### TASK INSTRUCTIONS
Please return the full listing below without altering anything.

### DATA SUPPLIED
__________

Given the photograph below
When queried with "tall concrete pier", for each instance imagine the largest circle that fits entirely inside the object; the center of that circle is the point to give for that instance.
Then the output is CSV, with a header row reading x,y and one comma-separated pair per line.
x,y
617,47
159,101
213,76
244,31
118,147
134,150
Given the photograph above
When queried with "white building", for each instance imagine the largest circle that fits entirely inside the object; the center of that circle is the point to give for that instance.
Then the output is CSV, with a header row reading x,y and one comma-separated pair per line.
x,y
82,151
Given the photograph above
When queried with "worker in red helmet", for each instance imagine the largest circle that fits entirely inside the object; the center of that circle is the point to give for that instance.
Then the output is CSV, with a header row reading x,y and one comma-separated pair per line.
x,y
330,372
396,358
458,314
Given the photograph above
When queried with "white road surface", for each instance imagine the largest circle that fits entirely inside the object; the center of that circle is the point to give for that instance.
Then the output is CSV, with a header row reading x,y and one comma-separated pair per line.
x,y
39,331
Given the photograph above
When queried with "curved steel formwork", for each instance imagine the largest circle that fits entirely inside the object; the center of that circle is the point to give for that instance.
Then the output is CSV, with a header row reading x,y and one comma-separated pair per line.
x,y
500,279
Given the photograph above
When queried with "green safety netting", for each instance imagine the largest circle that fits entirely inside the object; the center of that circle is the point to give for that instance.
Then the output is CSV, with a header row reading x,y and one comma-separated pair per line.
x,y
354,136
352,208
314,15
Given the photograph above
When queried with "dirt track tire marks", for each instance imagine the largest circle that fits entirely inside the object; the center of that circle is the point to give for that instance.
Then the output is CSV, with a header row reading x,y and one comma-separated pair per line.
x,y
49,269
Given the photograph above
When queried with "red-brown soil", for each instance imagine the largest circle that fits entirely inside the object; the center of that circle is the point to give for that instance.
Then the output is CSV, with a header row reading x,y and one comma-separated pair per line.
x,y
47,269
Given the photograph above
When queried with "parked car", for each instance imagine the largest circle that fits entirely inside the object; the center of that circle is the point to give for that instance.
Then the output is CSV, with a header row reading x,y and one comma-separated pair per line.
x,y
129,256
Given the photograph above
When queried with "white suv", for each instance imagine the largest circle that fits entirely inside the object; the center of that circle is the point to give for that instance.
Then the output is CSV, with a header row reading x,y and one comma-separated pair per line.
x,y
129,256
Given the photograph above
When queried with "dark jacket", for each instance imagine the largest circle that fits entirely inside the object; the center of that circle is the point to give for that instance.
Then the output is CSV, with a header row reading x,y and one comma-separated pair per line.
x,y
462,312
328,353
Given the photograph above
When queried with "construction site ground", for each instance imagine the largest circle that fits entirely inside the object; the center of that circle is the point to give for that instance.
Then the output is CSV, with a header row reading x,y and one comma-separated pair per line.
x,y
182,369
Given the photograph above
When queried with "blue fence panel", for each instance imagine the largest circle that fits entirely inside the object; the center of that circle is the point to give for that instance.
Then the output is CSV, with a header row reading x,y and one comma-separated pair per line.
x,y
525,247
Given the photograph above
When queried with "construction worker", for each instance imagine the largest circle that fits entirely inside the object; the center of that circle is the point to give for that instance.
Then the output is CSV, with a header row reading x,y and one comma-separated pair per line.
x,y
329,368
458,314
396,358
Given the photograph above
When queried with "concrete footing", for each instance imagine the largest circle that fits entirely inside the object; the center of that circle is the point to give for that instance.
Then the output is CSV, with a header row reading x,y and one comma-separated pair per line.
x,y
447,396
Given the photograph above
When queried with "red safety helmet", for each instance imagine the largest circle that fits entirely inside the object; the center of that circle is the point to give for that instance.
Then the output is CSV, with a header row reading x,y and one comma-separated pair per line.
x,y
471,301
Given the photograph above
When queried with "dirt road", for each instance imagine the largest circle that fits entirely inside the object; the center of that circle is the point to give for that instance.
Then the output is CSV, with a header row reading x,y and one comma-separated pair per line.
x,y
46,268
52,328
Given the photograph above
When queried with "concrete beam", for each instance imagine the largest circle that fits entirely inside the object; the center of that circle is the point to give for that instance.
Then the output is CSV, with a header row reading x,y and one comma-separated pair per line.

__________

### RESULT OF THE EXERCISE
Given the photograph below
When queried with "tall concrete pier", for each instance imagine the largest circle that fits entirely inside the object; the center of that circle is the point to give for that instance.
Then the output is CSV, with a header row reading x,y and one comma-separated pair per line.
x,y
617,47
159,101
213,76
244,31
118,147
134,150
Given the photograph above
When queried with "white building", for each instance imagine the largest circle that fits entirely inside the object; the center of that circle is the point to give for that instance.
Then the output is CSV, with a header row reading x,y and one comma-separated pair per line.
x,y
82,151
Given the photograph above
When queried with "worker in red helmet", for each instance imagine the largest circle that fits entirely inside the object; the center of that circle is the point to give for that instance.
Then the output is CSV, with a header row reading x,y and one comma-separated pair per line.
x,y
330,372
396,358
458,314
Given the photograph above
When queried with "white road surface", for each instance imagine the largest circle that fits entirely inside the object; the center of that circle is the point to give for that instance.
Then the output is CSV, with a header row reading x,y and one comma-separated pair per line.
x,y
39,331
Given the photograph above
When queried with "curved steel formwork", for each instance imagine the largest circle that fits entirely inside the object; the center of that circle is the point to give for that instance.
Then the output is CSV, with a header row reading x,y and one comma-separated pair per line.
x,y
500,279
Given the photograph above
When queried with "green safety netting", for each instance imagine the largest circle that fits entirely inside the object; the center of that circle is the point to give for that instance.
Then the output is CSV, with a header row reading x,y and one comma-separated pair per line.
x,y
354,136
352,208
314,15
Given the photograph above
When queried with "dirt track tire marks", for each instance imagine the largest circle that fits entirely inside the object; the center of that circle is the point to give for that instance.
Then the output is CSV, with a header row reading x,y and one comma-separated pair per line.
x,y
49,269
Given the photograph above
When queried with "red-brown soil", for each instance imagine the largest circle that fits entirely inside the object; the center of that circle is the point to give for that instance.
Then the output is CSV, with a header row reading x,y and one comma-separated pair per line.
x,y
47,269
Given the photograph above
When queried with "parked car", for each instance imagine the largest circle that fits entirely inside the object; the center of that circle is the point to give for that instance.
Then the output is CSV, with a header row reading x,y and one comma-separated pair per line.
x,y
129,256
Given the photograph above
When queried with "white suv", for each instance imagine the largest circle that fits entirely inside the object; the center of that circle is the point to give for that instance.
Then the output is CSV, with a header row reading x,y and one comma-separated pair per line.
x,y
129,256
Given the photograph above
When queried with "dark jacket", for each instance imagine the largest circle that fits entirely inside the object; the center of that circle is the point to give for that instance.
Then the output is CSV, with a header row reading x,y and one comma-separated pair per line.
x,y
462,312
328,353
Given the photograph above
When queried with "construction site ground", for each instance imagine the largest circle that fits entirely inside the object; the center of that circle is the point to give for that instance.
Then the output is CSV, with a header row reading x,y and one comma-separated pair per line.
x,y
182,369
Given the photograph above
When queried with "blue fence panel", for each instance imagine the largest circle that fits entirely inside the object; the center of that circle is the point to give for that instance.
Then the output is CSV, with a header row reading x,y and one comma-separated pair per line.
x,y
525,247
Given the photograph above
When queried with "construction worker", for each instance imagine the largest circle that fits entirely inside the object; the center of that circle is the point to give for that instance.
Then the output is CSV, with a header row reading x,y and one comma-separated pair per line.
x,y
329,368
458,314
396,358
Given the photograph above
When queried with "concrete footing", for each instance imagine the largest circle that fits entirely inside the object; the center of that circle is the point to give for that instance.
Then the output is CSV, with a header row reading x,y and one comma-separated pair per line.
x,y
447,396
Given the photograph above
When queried with "red safety helmet", for each instance imagine the largest circle that fits entirely inside the object; the center of that circle is the point to give for that instance.
Then the output is CSV, with a header row reading x,y and one comma-separated pair per line.
x,y
471,301
Given the photograph above
When queried with "dirt road", for each instance imagine the largest circle that fits entirely inside the object; the center of that circle is the point to give for that instance.
Then the output is CSV, with a header row reading x,y and one comma-separated pair per line.
x,y
46,268
52,328
Given the photograph above
When queried with "concrete beam", for each instance imagine the largest circle that fits entirely inside the object; the center of that circle is the point to give for that instance.
Then the output is CSV, with a header row reading x,y and one comma-separated pair per line.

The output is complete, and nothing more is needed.